▶ Stored records

******************************

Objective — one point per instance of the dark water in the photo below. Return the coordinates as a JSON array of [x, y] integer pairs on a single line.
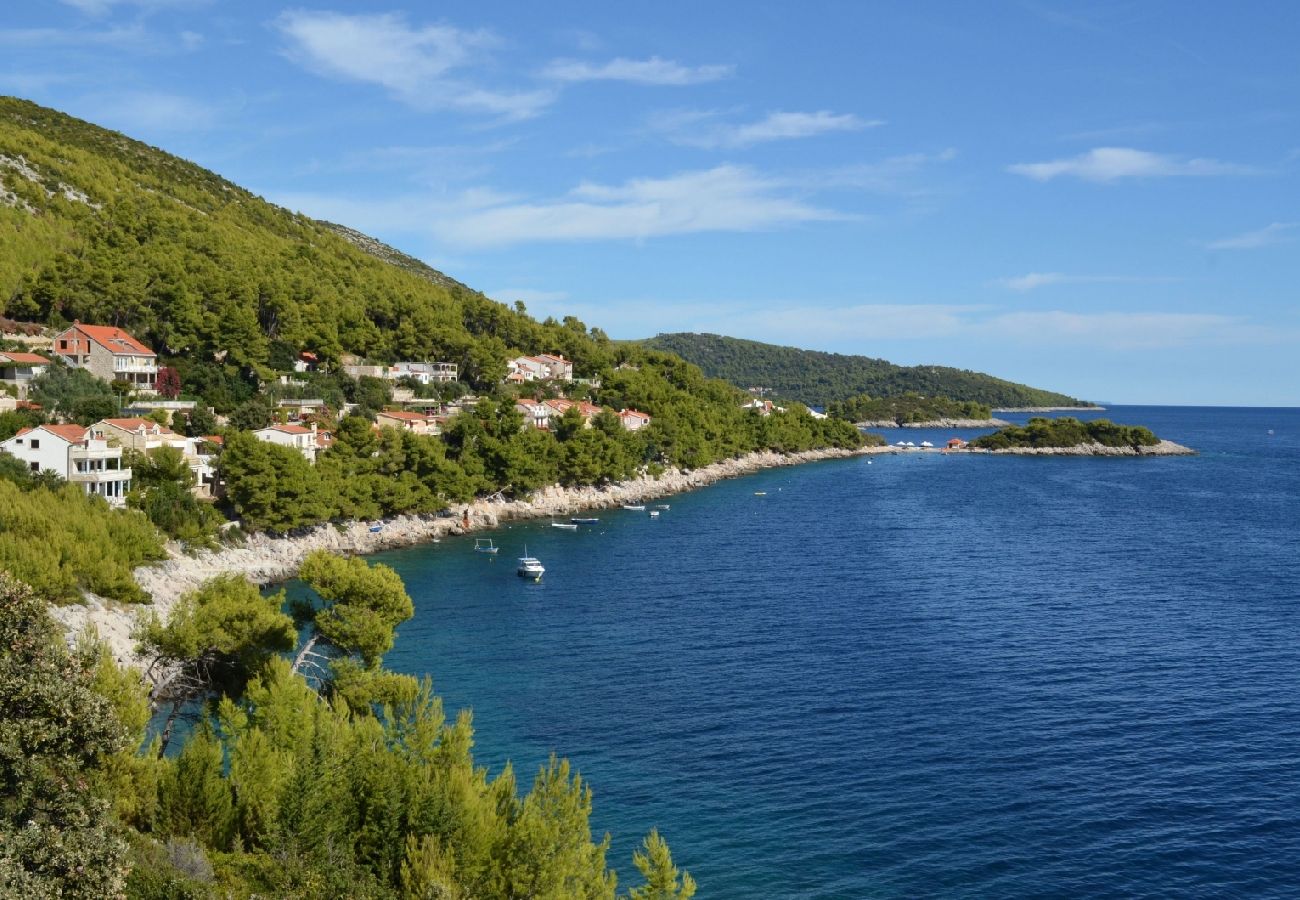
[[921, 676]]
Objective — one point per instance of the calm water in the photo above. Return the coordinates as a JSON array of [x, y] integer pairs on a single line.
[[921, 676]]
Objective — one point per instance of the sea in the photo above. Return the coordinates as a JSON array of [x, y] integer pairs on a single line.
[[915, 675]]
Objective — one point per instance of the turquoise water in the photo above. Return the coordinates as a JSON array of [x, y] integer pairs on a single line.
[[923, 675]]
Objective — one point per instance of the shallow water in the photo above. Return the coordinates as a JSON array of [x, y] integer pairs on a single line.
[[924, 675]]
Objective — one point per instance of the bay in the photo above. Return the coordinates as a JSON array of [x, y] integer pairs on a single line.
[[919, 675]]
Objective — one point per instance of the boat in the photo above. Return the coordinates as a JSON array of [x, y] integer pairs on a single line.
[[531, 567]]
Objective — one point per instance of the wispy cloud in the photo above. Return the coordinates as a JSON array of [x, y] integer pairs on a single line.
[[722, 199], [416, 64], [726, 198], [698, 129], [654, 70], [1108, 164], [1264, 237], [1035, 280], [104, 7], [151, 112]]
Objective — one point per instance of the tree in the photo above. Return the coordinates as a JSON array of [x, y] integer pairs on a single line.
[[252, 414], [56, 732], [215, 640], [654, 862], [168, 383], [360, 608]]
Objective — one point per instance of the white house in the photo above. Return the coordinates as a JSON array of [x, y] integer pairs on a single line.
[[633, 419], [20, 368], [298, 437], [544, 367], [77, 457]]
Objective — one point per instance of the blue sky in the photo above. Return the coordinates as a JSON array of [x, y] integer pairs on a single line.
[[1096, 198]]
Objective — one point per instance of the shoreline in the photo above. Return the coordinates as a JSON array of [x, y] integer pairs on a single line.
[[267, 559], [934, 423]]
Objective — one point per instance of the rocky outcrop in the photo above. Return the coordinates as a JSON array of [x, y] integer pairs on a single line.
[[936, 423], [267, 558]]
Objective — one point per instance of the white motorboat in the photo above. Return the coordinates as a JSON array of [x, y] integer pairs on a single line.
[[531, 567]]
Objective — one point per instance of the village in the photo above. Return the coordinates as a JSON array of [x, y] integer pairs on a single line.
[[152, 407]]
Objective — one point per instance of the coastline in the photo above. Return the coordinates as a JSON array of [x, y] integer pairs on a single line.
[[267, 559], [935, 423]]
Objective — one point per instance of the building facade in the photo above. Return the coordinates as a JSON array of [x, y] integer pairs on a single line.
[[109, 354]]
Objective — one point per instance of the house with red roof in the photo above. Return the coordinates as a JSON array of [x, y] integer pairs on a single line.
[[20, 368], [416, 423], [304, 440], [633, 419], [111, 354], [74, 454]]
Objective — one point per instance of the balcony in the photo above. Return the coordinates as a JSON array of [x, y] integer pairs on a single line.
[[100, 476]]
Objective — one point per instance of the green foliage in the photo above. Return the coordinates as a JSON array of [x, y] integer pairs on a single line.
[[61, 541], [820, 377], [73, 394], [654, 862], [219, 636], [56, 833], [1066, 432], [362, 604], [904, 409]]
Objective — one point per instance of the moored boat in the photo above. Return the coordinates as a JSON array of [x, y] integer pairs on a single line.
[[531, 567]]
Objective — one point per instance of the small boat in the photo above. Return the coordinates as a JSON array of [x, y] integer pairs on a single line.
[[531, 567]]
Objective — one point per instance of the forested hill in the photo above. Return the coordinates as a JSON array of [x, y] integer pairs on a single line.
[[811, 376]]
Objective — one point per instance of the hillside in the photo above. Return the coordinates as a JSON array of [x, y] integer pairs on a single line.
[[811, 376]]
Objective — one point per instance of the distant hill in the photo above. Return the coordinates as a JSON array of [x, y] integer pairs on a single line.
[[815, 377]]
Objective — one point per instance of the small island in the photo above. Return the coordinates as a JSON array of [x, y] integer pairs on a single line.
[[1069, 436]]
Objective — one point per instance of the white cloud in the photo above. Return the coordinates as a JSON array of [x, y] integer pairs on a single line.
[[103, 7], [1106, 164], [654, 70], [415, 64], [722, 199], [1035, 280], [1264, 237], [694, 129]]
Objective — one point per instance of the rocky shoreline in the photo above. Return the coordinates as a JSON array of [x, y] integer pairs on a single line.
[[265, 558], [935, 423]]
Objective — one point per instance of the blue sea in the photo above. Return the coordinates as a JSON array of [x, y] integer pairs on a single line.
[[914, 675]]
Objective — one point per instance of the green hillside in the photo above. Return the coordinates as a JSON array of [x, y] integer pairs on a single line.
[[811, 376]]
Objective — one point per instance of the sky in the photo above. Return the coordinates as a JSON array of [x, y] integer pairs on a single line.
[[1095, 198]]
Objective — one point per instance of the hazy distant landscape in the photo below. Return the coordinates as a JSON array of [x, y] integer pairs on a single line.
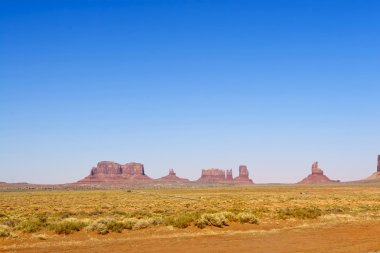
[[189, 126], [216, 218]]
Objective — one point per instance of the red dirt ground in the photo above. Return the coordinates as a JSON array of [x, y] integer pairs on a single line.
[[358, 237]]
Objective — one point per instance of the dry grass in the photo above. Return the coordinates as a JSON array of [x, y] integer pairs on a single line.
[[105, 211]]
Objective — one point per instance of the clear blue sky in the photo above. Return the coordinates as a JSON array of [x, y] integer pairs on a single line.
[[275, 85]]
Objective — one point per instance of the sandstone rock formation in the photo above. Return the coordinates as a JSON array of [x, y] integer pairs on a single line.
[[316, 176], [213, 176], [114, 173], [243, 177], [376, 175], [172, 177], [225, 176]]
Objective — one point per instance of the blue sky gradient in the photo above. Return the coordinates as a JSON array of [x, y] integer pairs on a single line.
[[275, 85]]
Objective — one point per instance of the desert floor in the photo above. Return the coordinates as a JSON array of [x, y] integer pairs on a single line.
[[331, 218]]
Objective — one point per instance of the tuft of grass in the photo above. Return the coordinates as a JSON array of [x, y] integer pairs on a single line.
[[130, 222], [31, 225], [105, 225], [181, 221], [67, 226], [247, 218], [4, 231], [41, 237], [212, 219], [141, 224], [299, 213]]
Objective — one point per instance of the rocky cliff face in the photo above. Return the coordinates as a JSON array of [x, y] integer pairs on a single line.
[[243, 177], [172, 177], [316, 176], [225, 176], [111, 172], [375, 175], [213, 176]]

******************************

▶ Challenge
Copy each line exactly, from the line containing "Objective — one point per instance of the red" down to the last line of the material, and no other lines.

▶ Reply
Objective — one point per instance of the red dirt ground in the photo above. Return the coordinates as a JSON array of [x, y] integer pairs on a single line.
[[358, 237]]
Objective — one point per instance of the dry grass in the photo above. Return the coordinates as a JSON array of [x, y] integer pairs on a single line.
[[105, 211]]
Objective — one point per instance of the clear blue sky in the photo above. Return the coordinates as a JSON array of [x, y] integer pairs on a single line.
[[275, 85]]
Objective — one point per instance of the sandstone rock formation in the photo above. Return the coordinates as a JSON array of [x, y] integer pairs on a single line.
[[316, 176], [213, 176], [114, 173], [243, 177], [376, 175], [172, 177], [225, 176]]
Objective — one point per instance of the blue sky gradient in the photo above. Return the coordinates as a JSON array of [x, y] integer pairs on a single line.
[[275, 85]]
Objective — one point per instance of the desert floor in the photo above. Return the coordinates as a JSON array of [x, y] integer pairs on a single line.
[[331, 218]]
Objective — one point per instance of the tuft of grass in the photo above. Return the coordinates as a JSON array of [x, y] integer pairs on a single line.
[[130, 222], [31, 225], [105, 225], [181, 221], [67, 226], [247, 218], [4, 231], [41, 237], [212, 219], [141, 224], [299, 213]]
Objective — one point per instance of the rocky cliff face in the photo above. Return the coordinates as a JSON array of [x, y] integer pairs on a single line.
[[243, 177], [172, 177], [316, 176], [225, 176], [111, 172], [375, 175], [213, 176]]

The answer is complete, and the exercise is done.